Your objective ::
Could you continue the passage on AI hallucinations, picking up right after its final sentence?

Excerpt to read ::

Why are AI hallucinations a problem?

Despite the term indicating it might be a rare phenomenon, hallucinations are far more likely than accurate or factual results as the AI models used in LLMs are merely predictive and focus on the most probable text or outcome, rather than factual accuracy.

Given the widespread use of generative AI tools in the workplace employees are becoming significantly more likely to encounter an AI hallucination. Furthermore, if these fabricated hallucination responses are taken at face value, they could cause significant issues for an organization.

Use of generative AI in software development

Software developers may use generative AI for recommendations on how to optimize their scripts or code, or to find packages to import into their code for various uses. Software developers may ask LLMs for recommendations on specific pieces of code or how to solve a specific problem, which will likely lead to a third-party package. It is possible that packages recommended by generative AI tools could represent AI hallucinations and the packages may not have been published, or, more accurately, the packages may not have been published prior to the date at which the training data for the model halts. If these hallucinations result in common suggestions of a non-existent package, and the developer copies the code snippet wholesale, this may leave the exchanges vulnerable to attack.

Research conducted by Vulcan revealed the prevalence of AI hallucinations when ChatGPT is asked questions related to coding. After sourcing a sample of commonly asked coding questions from Stack Overflow, a question-and-answer website for programmers, researchers queried ChatGPT (in the context of Node.js and Python) and reviewed its responses. In 20% of the responses provided by ChatGPT pertaining to Node.js at least one un-published package was included, whilst the figure sat at around 35% for Python [4].

Hallucinations can be unpredictable, but would-be attackers are able to find packages to create by asking generative AI tools generic questions and checking whether the suggested packages exist already. As such, attacks using this vector are unlikely to target specific organizations, instead posing more of a widespread threat to users of generative AI tools.

Dataset entries ::
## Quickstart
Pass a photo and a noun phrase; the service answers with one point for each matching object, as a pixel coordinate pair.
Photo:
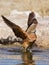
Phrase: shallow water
(15, 56)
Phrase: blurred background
(40, 6)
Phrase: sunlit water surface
(15, 56)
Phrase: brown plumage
(31, 20)
(27, 38)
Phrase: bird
(19, 32)
(32, 23)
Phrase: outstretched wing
(16, 29)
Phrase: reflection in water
(15, 56)
(27, 58)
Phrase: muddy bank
(42, 30)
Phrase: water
(15, 56)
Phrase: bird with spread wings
(27, 36)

Response area ::
Malicious packages as attack vectors

Although AI hallucinations can be unpredictable, and responses given by generative AI tools may not always be consistent, malicious actors are able to discover AI hallucinations by adopting the approach used by Vulcan. This allows hallucinated packages to be used as attack vectors. Once a malicious actor has discovered a hallucination of an un-published package, they are able to create a package with the same name and include a malicious payload, before publishing it. This is known as a malicious package.

Malicious packages could also be recommended by generative AI tools in the form of pre-existing packages. A user may be recommended a package that had previously been confirmed to contain malicious content, or a package that is no longer maintained and, therefore, is more vulnerable to hijack by malicious actors.

In such scenarios it is not necessary to manipulate the training data (data poisoning) to achieve the desired outcome for the malicious actor, thus a complex and time-consuming attack phase can easily be bypassed.

An unsuspecting software developer may incorporate a malicious package into their code, rendering it harmful. Deployment of this code could then result in compromise and escalation into a full-blown cyber-attack.

Figure 1: Flow diagram depicting the initial stages of an AI Package Hallucination Attack.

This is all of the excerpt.